Goal: Reproduce the listing below line for line, omitting the picture.

*** Given information ***

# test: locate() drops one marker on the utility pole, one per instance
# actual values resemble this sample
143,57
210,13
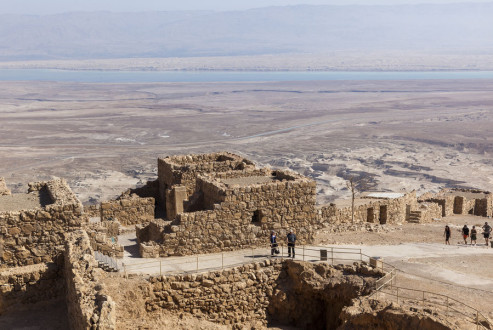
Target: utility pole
350,185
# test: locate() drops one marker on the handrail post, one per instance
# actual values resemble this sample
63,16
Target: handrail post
446,311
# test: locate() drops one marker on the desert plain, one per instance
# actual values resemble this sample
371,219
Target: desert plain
387,135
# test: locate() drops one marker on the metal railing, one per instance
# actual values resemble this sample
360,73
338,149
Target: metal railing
109,262
331,254
200,263
441,302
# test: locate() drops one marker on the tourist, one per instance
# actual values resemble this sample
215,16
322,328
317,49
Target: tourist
486,232
465,233
473,235
446,233
291,238
273,243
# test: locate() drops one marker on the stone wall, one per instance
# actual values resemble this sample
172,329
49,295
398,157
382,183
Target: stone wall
429,211
243,217
89,306
92,211
129,210
35,236
258,293
30,284
463,201
395,210
4,190
104,244
183,170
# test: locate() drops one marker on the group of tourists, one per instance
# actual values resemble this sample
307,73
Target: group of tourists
469,233
290,239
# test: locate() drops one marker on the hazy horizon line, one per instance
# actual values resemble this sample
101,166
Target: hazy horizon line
253,8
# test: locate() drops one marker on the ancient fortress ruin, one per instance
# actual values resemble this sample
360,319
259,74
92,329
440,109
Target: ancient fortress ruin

***

Expected answer:
# test: locate() drops one marker on the utility pole, one per instance
# actual values resemble this sample
143,57
210,13
Target: utility pole
350,185
# test: locate() drops one marker on the handrail post, one per instance
# actual values resemble this sample
63,16
Target: handrail post
446,311
# test: locate() drops one marker on the desert plain, one per instance
# actual values resemble this sample
371,219
Target: desert plain
387,135
# test: locate() drops one marker on the metal railing, one per instance
# actual values resemble this sample
360,73
338,149
Target: metal railing
109,262
331,254
200,263
441,302
# test: locate() drops one marker on the tourist, one per instance
# actual values resemble this sample
215,16
322,328
317,49
Target: tourist
486,232
465,233
473,235
446,233
291,238
273,243
# test: locate() drops one marker on the stone wall, one per instance
# actual values resemble this sample
172,329
49,295
398,157
382,183
Target: stone wall
429,211
243,217
89,306
92,211
129,210
35,236
258,293
30,284
463,201
395,210
4,190
104,244
183,170
# test: locate() drops one marker on the group of tourists, one per instance
# actual values resemble this sample
307,73
Target: group of tourists
469,233
290,239
# test: locate() drops one marker on the hazy horizon line, one per instance
# actual values resemble this sample
101,166
Target: hazy horizon line
253,8
# test: locate() drops one marker on the ancient fortress ruin, one per instance
# actual values resemble this sample
360,319
259,74
92,329
440,109
Target: ancient fortress ruin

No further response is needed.